=== EXTRAIT DU DOCUMENT ===
════

Les continents se déplacent imperceptiblement sans qu’on en ait conscience. Il en va de même de certaines idées qui s’incrustent dans le paysage sans qu’on les voie arriver. Un beau matin, elles sont là et on croit qu’elles y ont toujours été. De même, certains discours deviennent des leitmotivs que la conscience populaire transforme subrepticement en évidence. Allez affirmer le contraire et l’on ne vous entendra pas. Vous serez inaudible.
Je veux ici parler de notre perception de la langue, celle que nous utilisons chaque jour comme des millions de francophones à travers le monde. La semaine dernière, le hasard a voulu que je tombe sur cette déclaration de notre toute nouvelle ministre de la Culture, Hélène David.
« J’vous jure que c’est pas facile, les épreuves uniformes de français, disait-elle. On peut-tu [sic] commencer par relire nos courriels et se dire qu’on n’a pas fait de fautes […]. C’t’une langue difficile, le français. »
Difficile, le français ? La première fois que j’ai entendu cette affirmation, c’était il y a plusieurs années dans la bouche d’un élève du secondaire interviewé à la télévision. Il y avait dans sa voix une tristesse profonde. Puis, je l’ai entendue dans la bouche de nombreux professeurs. Je ne me souviens pas que les miens m’aient jamais dit une chose pareille. Ils ne cessaient d’affirmer que le français était facile pour autant qu’on en respecte les règles. Or, voilà qu’un discours misérabiliste sur le français se trouve élevé au rang de parole officielle et qu’il est cautionné par nulle autre que la ministre qui est aussi responsable de la protection et de la promotion de la langue française.

════

=== DONNÉES FOURNIES ===
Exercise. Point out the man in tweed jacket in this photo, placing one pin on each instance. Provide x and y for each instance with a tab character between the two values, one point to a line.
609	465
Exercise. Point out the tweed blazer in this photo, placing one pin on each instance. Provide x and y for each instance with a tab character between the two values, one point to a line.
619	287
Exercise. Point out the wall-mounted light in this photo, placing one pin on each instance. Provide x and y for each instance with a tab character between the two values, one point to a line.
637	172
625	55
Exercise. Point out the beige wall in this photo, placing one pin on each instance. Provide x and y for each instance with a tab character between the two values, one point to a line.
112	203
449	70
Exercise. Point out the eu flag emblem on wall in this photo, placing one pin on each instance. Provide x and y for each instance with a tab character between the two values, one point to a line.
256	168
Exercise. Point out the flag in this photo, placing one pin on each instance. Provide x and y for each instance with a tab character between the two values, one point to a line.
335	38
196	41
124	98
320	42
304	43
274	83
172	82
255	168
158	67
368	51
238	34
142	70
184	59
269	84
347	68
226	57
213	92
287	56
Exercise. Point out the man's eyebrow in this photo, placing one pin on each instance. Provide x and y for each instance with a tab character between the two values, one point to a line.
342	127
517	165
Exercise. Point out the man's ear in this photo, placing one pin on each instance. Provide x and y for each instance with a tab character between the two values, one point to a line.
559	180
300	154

════

=== TRAVAIL À FAIRE ===
Transcrivez sans aucune modification le passage du texte sur la perception du français qui s'ouvre sur les mots contenant « Les continents se » et se clôt sur « Culture, Hélène David. ».

=== CORRIGÉ DE L'EXERCICE ===
Les continents se déplacent imperceptiblement sans qu’on en ait conscience. Il en va de même de certaines idées qui s’incrustent dans le paysage sans qu’on les voie arriver. Un beau matin, elles sont là et on croit qu’elles y ont toujours été. De même, certains discours deviennent des leitmotivs que la conscience populaire transforme subrepticement en évidence. Allez affirmer le contraire et l’on ne vous entendra pas. Vous serez inaudible.
Je veux ici parler de notre perception de la langue, celle que nous utilisons chaque jour comme des millions de francophones à travers le monde. La semaine dernière, le hasard a voulu que je tombe sur cette déclaration de notre toute nouvelle ministre de la Culture, Hélène David.